Data section below:

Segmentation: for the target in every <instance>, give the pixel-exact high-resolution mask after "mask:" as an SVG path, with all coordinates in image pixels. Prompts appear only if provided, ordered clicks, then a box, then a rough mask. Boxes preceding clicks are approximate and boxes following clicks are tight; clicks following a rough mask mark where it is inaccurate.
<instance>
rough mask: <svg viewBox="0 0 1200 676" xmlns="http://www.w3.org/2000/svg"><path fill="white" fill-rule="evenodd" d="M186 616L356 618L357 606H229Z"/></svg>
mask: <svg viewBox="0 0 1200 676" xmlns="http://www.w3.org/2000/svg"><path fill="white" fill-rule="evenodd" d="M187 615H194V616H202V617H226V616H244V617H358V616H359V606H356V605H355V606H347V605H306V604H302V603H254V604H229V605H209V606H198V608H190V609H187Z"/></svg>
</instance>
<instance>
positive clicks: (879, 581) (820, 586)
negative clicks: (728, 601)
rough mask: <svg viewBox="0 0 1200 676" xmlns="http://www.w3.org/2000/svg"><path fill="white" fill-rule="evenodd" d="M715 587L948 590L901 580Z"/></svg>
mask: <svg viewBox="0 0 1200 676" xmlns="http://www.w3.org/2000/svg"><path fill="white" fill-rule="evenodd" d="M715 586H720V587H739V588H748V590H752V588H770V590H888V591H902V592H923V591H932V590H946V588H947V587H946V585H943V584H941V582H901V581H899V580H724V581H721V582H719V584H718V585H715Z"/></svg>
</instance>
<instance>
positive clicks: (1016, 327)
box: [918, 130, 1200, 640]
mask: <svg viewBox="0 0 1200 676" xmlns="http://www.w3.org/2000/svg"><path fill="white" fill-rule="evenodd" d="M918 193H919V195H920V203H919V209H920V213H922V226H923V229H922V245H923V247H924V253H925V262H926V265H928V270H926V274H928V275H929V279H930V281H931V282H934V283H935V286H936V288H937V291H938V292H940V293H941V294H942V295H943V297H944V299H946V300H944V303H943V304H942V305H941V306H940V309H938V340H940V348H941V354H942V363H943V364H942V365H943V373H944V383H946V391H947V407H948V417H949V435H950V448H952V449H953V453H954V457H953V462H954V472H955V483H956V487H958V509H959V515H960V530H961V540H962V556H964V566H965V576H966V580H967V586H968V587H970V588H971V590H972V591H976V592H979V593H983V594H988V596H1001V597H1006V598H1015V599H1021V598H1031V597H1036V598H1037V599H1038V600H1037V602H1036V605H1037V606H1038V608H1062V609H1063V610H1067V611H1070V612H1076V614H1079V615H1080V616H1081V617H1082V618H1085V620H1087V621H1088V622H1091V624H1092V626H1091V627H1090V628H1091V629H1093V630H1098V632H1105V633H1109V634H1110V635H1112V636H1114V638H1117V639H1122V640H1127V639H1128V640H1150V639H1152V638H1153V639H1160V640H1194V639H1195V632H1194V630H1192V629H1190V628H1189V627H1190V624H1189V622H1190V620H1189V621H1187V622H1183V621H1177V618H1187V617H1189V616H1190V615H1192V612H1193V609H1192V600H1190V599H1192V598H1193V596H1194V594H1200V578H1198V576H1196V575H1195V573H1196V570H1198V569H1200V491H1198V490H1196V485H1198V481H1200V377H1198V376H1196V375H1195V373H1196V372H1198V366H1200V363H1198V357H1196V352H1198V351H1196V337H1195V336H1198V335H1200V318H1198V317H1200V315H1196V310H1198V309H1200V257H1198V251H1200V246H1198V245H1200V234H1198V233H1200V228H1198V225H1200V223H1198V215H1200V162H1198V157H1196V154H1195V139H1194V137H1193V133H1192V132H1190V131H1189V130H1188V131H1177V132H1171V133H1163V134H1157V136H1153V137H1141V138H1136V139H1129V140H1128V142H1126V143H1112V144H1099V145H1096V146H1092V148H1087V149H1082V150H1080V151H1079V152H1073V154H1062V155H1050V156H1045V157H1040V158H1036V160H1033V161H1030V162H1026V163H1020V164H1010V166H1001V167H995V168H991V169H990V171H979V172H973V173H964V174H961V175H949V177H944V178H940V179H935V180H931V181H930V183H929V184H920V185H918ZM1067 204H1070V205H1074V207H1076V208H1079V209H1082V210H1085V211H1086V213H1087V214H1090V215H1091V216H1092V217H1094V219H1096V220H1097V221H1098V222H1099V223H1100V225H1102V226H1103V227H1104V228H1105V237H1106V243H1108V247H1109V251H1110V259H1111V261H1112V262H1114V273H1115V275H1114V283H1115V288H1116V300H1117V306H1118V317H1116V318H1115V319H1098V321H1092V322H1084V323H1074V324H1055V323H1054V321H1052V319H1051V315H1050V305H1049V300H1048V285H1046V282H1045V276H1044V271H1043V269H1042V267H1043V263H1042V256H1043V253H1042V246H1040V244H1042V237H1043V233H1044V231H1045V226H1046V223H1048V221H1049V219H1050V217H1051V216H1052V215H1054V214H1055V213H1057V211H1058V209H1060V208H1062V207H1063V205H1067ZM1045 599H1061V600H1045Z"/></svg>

End of Data section.

(Work request)
Please gather each line of the listing that contains the string "positive". Case counts.

(Solution to this exercise)
positive clicks: (879, 581) (820, 586)
positive clicks: (1016, 327)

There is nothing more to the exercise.